------ Exercise passage ------
Annotate this Case

1945 OK 111
165 P.2d 822
196 Okla. 484
Case Number: 31401
Decided: 04/03/1945
Supreme Court of Oklahoma



¶0 1. APPEAL AND ERROR-Permitting plaintiff to delay election of remedy until all evidence was in was not reversible error.
In an action where the doctrine of election of remedies is applicable, it is not reversible error to permit a plaintiff to delay his election until after all the evidence is in, where by such delay plaintiff has gained no advantage and defendant has suffered no prejudice.
2. SALES-Liability of manufacturer to consumer of bottled beverages based upon implied warranty of wholesomeness.
Where a bottled beverage, intended for human consumption, is sealed by the manufacturer and placed upon the market through retail dealers, the manufacturer impliedly warrants such beverage to be fit for human consumption. Liability of the manufacturer to the ultimate consumer who purchases from the retailer may be based upon implied warranty.
------ Provided records ------
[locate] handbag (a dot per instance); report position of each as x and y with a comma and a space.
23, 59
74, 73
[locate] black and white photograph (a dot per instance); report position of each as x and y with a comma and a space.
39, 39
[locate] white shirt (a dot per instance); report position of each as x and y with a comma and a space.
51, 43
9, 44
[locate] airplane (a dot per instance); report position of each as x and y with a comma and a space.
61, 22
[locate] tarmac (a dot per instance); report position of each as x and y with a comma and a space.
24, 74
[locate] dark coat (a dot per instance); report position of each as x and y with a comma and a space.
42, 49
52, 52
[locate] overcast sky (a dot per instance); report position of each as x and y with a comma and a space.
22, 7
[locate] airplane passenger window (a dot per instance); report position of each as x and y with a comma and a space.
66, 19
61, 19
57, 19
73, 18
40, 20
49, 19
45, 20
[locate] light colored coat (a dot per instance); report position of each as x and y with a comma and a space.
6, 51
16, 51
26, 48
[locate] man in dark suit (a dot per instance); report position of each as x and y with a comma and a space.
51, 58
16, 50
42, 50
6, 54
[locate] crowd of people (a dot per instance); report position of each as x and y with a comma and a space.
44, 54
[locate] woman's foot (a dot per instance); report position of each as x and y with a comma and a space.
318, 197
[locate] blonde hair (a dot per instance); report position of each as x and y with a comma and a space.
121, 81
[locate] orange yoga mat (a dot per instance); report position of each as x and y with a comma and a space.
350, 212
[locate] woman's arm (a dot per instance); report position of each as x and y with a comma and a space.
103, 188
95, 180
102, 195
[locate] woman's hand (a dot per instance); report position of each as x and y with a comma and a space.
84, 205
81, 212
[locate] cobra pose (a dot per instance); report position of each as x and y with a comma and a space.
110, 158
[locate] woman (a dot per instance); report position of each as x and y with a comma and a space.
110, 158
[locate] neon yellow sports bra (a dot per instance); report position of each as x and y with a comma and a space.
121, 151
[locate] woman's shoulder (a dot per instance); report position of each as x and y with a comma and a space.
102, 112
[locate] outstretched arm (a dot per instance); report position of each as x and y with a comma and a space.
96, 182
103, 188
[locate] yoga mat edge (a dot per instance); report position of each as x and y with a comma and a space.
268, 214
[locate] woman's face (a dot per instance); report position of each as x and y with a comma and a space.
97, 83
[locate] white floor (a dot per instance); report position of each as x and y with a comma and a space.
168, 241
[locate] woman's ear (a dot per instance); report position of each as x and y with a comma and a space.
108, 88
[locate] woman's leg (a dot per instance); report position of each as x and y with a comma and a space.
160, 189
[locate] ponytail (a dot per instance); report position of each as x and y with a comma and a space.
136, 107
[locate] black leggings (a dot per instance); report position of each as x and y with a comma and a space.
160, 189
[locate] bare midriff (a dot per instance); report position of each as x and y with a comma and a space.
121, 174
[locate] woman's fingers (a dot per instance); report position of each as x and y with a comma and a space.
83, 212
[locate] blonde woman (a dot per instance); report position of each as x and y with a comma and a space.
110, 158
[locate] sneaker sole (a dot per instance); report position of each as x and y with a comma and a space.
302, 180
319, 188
------
■ **Aim of the exercise**
Answer these questions about the Oklahoma Supreme Court case summary.
(a) On what date was the case decided?
(b) According to the first numbered point, under what conditions is it not reversible error to let a plaintiff delay the election until all the evidence is in?
(c) According to the second numbered point, what does the manufacturer of a sealed bottled beverage impliedly warrant?

■ **Solution to the exercise**
(a) 04/03/1945
(b) When the plaintiff has gained no advantage by the delay and the defendant has suffered no prejudice.
(c) That the beverage is fit for human consumption.